TASK SET ->
A. In the article on Japan's wartime past, shorten the paragraph beginning "Ukeru Magosaki, who served as the head" while keeping its main facts.
B. Reproduce word for word the part of the article between "Japan needs to" and "to their differences.", inclusive.

READING TEXT ->
2015-03-16 10:16 Xinhua Web Editor: Gu Liping

Japan needs to seek reconciliation with its neighboring countries through facing up to its wartime past, just like what Germany has done, a Japanese former senior official with the country's foreign ministry told Xinhua in an exclusive interview recently.

Ukeru Magosaki, who served as the head of the Intelligence and Analysis Bureau in the ministry, highly hailed German Chancellor Angela Merkel's keen urges here last week that Japan should look at its past openly and squarely, adding Japan's politicians should take the lead to correct current wrong historical perception.

The German chancellor said last Monday that Germany was reintroduced to and accepted by the international community because her country "did face its past squarely."

But Fumio Kishida, Japan's top diplomat, quibbled that the two countries can not be easily compared over the issue due to their differences.

"Both Japan and Germany brought agonies to their neighbors through aggressions and there is no difference in the nature of aggression," said Magosaki, adding Japan should learn from Germany to admit the fact and to make it a foundation of reconciliation between Japan and its neighbors.

He pointed out that some groups in Japan have tried to deteriorate the correct historical reflection. He recalled the efforts made by Japan and China in the 1970s when they were about to normalize relations, saying the efforts were similar to those Germany and France did after World War Two.

He further elaborated that rightists here, including Prime Minister Shinzo Abe, a well-known historical revisionist, are making tremendous efforts to deny or whitewash Japan's wartime crimes such as the issue of "comfort women," a euphemism for wartime sex slaves forcibly recruited by the Japanese Imperial Army, and the Nanjing Massacre.

"They attempt to deny the 'comfort women' issue by arguing whether or not the victims were forcibly recruited, but the fact is that the military truly involved in" the recruitment through coaxing and coercion, he said.

"These rightists also tried to question the exact number of the victims of the Nanjing Massacre so as to deny the war crime. But the fact is that the massacre occurred."

"Japan has a disgraceful period in history and we should look at it squarely. But Abe and some of his important political allies, such as Tomomi Inada, the policy chief of Japan's ruling Liberal Democratic Party, could not treat the wartime past properly," the veteran diplomat told Xinhua, adding he doubted if the Abe's administration would take a correct history perception in the future.

Magosaki said the history-whitewashing trend here in Japan roots in the stagnant social development which triggered strong complaints in the Japanese society and the government has done nothing to relieve the negative sentiment.

"Therefore, the easiest way to release the resentment is to attack South Korea and China and this is what is happening in Japan," said the former senior official.

On the new statement that would be issued by Abe at the 70th anniversary of the end of World War Two this summer, Magosaki said the prime minister will stress on his "active pacifist" which mainly focuses on exercising the right to collective self-defense.

"The so-called 'active pacifist' will contribute nothing to the world peace, but, will bring Japan into fatal conflicts," the former intelligence analyst said, adding that the Abe's doctrine has made Japan been targeted by terrorists, referring to two Japanese nationals were killed by Islamic State militants recently after Abe's announcement of an assistance worth about 200 million U.S. dollars to the Mideast countries to fight against extremists.

"The 'active pacifist' will be the core of the new war anniversary statement. But Japan and the world will not benefit from the country's involvement in conflicts, especially the wars launched by the United States in Iraq and Afghanistan," Magosaki concluded.

(Items from a data source)
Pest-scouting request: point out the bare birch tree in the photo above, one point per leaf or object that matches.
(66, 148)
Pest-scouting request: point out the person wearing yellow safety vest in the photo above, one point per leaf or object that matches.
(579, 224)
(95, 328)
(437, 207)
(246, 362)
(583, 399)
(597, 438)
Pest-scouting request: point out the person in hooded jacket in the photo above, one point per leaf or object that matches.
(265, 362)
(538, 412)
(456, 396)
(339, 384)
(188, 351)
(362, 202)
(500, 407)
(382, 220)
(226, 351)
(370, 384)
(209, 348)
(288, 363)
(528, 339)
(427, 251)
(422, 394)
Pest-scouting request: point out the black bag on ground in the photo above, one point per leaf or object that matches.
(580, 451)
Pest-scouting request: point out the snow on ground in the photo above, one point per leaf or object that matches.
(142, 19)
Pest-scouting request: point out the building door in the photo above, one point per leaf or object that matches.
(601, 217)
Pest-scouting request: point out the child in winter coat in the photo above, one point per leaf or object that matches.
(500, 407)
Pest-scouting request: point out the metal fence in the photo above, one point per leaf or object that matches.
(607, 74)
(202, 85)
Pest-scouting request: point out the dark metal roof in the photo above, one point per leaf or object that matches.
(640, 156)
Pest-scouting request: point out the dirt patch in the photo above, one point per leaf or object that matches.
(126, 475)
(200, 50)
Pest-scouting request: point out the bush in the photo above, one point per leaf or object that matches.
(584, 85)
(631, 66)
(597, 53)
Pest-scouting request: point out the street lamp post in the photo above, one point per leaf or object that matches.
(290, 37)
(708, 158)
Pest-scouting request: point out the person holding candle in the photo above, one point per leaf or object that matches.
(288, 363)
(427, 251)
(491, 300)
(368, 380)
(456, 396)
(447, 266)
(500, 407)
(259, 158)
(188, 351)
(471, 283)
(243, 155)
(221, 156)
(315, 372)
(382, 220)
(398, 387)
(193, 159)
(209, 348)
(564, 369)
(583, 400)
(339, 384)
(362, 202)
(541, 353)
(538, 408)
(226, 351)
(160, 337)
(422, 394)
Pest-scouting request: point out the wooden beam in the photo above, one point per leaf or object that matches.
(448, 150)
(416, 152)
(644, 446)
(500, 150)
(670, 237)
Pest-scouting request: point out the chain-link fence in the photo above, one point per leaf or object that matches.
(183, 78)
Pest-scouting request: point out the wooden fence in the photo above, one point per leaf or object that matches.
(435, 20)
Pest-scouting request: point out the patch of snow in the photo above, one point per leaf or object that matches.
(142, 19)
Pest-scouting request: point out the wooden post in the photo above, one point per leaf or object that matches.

FULL SOLUTIONS ->
A. Ukeru Magosaki, former head of the foreign ministry's Intelligence and Analysis Bureau, strongly praised German Chancellor Angela Merkel's urging last week that Japan face its past openly and squarely. He added that Japan's politicians should lead the way in correcting the current wrong historical perception.

B.
Japan needs to seek reconciliation with its neighboring countries through facing up to its wartime past, just like what Germany has done, a Japanese former senior official with the country's foreign ministry told Xinhua in an exclusive interview recently.

Ukeru Magosaki, who served as the head of the Intelligence and Analysis Bureau in the ministry, highly hailed German Chancellor Angela Merkel's keen urges here last week that Japan should look at its past openly and squarely, adding Japan's politicians should take the lead to correct current wrong historical perception.

The German chancellor said last Monday that Germany was reintroduced to and accepted by the international community because her country "did face its past squarely."

But Fumio Kishida, Japan's top diplomat, quibbled that the two countries can not be easily compared over the issue due to their differences.